What the exercise asks: Gather every line in the items below that contains the word "island", and copy each one out in full.

Input:
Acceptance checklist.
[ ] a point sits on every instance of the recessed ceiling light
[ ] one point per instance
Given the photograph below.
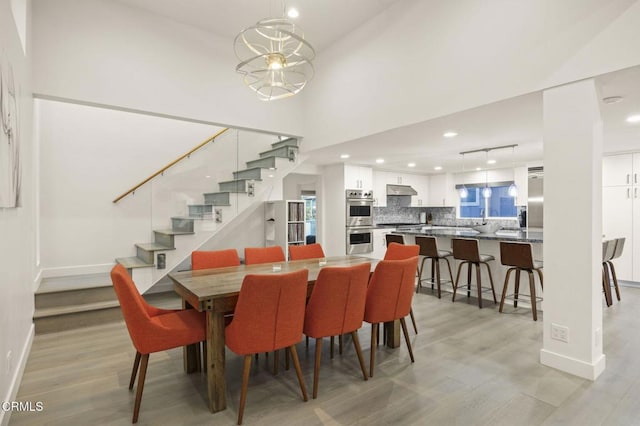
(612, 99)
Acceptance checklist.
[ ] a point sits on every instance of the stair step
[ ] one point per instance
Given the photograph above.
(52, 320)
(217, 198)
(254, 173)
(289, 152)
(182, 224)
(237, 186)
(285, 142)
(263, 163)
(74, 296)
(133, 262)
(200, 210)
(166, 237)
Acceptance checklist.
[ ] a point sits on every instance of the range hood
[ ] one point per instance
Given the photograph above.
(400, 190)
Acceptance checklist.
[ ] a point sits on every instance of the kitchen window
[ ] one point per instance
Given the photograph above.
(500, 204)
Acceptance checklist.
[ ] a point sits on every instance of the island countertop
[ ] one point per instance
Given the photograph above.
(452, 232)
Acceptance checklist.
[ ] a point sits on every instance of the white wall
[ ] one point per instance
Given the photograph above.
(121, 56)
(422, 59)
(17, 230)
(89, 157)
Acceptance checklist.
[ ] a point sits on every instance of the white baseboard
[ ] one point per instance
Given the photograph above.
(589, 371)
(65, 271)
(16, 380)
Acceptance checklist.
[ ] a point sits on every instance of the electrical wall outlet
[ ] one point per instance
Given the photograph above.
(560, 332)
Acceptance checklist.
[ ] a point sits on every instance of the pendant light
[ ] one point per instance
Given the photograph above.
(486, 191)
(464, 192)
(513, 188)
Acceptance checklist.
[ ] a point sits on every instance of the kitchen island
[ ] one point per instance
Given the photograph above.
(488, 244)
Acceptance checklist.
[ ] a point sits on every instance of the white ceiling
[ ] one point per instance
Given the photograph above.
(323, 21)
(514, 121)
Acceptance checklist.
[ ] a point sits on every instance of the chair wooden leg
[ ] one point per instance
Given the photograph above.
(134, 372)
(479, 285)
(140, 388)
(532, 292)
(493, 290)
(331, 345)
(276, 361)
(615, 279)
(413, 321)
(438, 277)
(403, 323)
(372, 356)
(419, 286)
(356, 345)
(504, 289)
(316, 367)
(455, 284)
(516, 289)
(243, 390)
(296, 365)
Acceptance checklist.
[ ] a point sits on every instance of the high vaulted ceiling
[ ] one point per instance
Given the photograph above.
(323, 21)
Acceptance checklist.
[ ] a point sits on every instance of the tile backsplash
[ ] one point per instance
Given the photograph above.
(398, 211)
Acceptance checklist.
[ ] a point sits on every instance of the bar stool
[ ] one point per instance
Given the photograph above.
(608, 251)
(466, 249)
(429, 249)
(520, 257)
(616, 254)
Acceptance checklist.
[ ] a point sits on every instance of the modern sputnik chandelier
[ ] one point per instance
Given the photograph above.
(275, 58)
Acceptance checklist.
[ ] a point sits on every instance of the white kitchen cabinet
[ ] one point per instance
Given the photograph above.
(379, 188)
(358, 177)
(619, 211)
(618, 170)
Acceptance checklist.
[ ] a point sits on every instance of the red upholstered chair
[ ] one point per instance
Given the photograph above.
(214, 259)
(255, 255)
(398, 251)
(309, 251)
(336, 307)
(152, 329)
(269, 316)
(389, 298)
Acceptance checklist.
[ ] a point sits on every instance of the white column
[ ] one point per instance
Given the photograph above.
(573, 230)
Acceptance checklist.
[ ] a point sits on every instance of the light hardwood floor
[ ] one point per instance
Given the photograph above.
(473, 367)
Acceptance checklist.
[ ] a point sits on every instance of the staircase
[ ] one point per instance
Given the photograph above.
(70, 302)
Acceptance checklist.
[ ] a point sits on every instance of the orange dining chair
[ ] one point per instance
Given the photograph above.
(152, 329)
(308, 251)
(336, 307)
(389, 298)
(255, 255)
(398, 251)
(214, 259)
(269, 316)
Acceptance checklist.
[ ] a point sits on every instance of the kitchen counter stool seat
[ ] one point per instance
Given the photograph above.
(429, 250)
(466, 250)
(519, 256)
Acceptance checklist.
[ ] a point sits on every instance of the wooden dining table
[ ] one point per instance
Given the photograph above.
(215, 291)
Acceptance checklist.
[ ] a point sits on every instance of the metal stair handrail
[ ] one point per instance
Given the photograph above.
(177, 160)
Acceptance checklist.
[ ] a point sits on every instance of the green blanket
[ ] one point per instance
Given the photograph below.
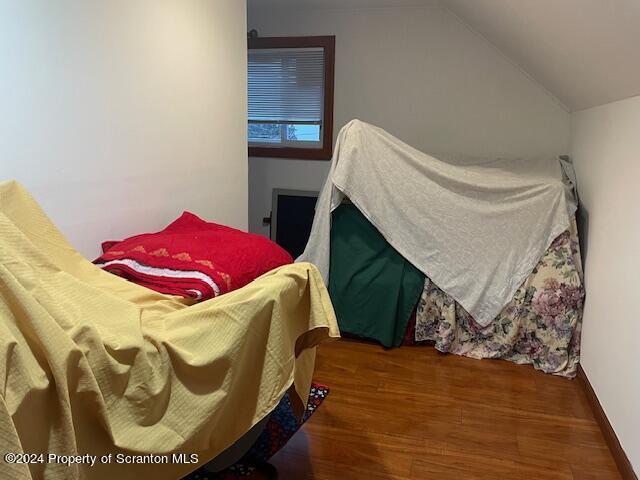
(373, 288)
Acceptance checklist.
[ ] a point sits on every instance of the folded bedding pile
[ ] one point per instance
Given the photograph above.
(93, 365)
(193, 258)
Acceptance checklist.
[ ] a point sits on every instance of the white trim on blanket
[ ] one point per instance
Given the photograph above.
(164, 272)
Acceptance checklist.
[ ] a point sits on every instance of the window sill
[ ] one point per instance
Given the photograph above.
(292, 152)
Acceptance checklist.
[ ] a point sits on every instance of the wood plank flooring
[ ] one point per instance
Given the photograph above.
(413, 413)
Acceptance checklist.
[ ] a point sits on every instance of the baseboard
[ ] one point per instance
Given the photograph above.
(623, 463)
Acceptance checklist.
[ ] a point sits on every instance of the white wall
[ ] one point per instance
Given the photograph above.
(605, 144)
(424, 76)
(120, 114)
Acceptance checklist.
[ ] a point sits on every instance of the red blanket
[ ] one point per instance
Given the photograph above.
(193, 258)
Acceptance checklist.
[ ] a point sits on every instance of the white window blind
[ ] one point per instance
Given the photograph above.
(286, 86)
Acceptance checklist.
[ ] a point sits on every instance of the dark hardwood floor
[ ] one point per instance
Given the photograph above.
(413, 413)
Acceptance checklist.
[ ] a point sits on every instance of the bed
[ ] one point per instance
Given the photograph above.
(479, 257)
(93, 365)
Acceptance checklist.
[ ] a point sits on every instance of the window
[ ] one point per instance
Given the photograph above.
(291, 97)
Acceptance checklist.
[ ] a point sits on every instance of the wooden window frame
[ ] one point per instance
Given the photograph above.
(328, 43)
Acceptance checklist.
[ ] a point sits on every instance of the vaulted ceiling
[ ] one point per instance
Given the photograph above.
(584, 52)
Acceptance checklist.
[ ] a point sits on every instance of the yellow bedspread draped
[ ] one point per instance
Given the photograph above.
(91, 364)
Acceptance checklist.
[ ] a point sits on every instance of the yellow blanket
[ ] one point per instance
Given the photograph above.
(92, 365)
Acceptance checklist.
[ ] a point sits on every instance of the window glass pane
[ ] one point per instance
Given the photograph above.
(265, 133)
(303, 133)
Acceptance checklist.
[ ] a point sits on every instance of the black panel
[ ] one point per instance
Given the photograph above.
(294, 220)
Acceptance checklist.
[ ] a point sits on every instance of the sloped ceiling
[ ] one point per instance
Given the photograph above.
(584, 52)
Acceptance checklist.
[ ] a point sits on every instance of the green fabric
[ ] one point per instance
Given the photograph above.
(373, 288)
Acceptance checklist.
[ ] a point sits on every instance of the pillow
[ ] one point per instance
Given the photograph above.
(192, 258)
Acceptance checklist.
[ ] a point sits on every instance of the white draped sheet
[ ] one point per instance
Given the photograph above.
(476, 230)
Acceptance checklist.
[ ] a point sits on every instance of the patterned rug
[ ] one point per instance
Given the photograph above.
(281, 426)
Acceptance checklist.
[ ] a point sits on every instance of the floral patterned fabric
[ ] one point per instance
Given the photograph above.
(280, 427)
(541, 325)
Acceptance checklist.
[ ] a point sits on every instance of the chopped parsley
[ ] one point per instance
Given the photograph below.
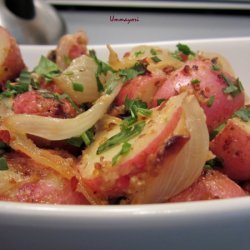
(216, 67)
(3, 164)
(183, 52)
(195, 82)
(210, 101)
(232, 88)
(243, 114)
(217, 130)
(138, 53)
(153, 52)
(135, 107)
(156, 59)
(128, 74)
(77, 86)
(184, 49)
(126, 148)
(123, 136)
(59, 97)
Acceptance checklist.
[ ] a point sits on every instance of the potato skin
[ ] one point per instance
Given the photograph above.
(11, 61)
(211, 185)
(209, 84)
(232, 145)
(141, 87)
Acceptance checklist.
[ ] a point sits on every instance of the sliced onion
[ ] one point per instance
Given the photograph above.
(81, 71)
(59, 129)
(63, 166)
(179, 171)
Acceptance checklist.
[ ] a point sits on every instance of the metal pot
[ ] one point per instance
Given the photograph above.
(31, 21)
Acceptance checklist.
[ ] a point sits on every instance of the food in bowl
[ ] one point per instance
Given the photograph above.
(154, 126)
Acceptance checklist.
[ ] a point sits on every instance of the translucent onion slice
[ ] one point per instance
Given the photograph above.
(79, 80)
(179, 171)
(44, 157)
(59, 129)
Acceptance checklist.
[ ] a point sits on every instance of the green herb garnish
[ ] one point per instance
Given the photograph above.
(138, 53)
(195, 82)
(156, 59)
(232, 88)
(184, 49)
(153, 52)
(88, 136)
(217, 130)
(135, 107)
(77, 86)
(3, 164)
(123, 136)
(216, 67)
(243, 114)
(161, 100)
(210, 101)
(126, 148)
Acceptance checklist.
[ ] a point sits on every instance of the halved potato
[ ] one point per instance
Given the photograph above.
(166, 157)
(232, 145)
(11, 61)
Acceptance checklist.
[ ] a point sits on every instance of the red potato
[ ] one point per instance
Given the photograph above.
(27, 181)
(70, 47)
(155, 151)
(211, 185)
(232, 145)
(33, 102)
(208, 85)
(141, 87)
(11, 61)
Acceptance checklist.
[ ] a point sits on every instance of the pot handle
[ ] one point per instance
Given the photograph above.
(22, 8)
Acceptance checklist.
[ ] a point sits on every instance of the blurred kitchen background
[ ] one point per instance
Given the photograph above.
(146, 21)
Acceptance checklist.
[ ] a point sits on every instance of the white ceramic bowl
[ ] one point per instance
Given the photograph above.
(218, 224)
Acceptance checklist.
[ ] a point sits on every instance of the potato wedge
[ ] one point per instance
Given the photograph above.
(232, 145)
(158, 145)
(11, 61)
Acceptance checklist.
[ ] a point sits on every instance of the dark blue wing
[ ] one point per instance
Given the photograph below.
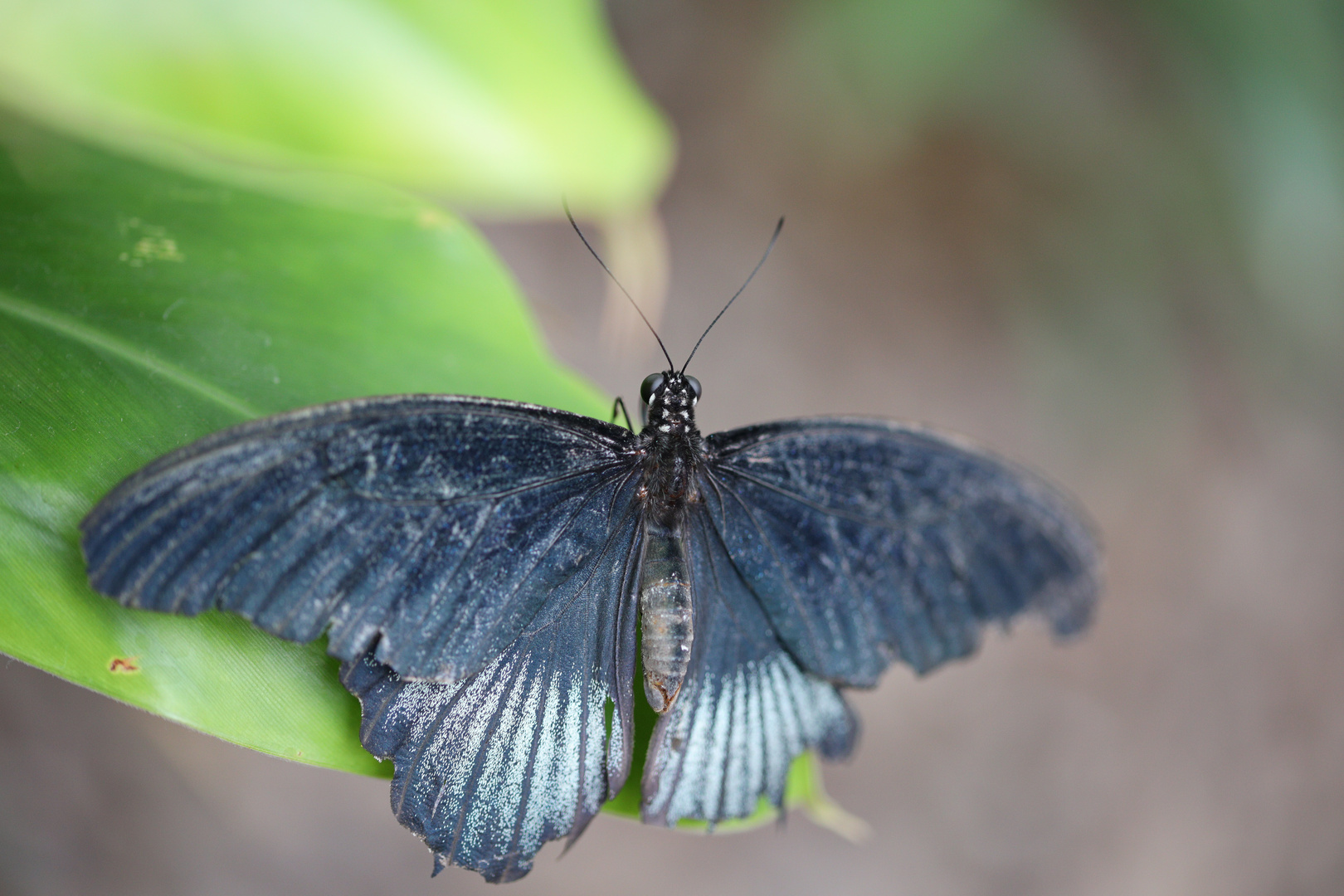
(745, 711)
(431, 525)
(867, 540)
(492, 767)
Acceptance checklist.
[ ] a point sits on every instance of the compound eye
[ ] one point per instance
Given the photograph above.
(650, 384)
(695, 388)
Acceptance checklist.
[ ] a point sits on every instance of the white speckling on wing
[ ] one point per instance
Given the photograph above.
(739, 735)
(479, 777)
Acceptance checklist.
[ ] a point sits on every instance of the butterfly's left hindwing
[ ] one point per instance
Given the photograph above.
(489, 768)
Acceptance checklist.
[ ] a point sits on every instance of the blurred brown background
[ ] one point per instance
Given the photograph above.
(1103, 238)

Expected answer:
[ ] a point sits on every instance of the island countertop
[ ] a point sits on every instance of the kitchen island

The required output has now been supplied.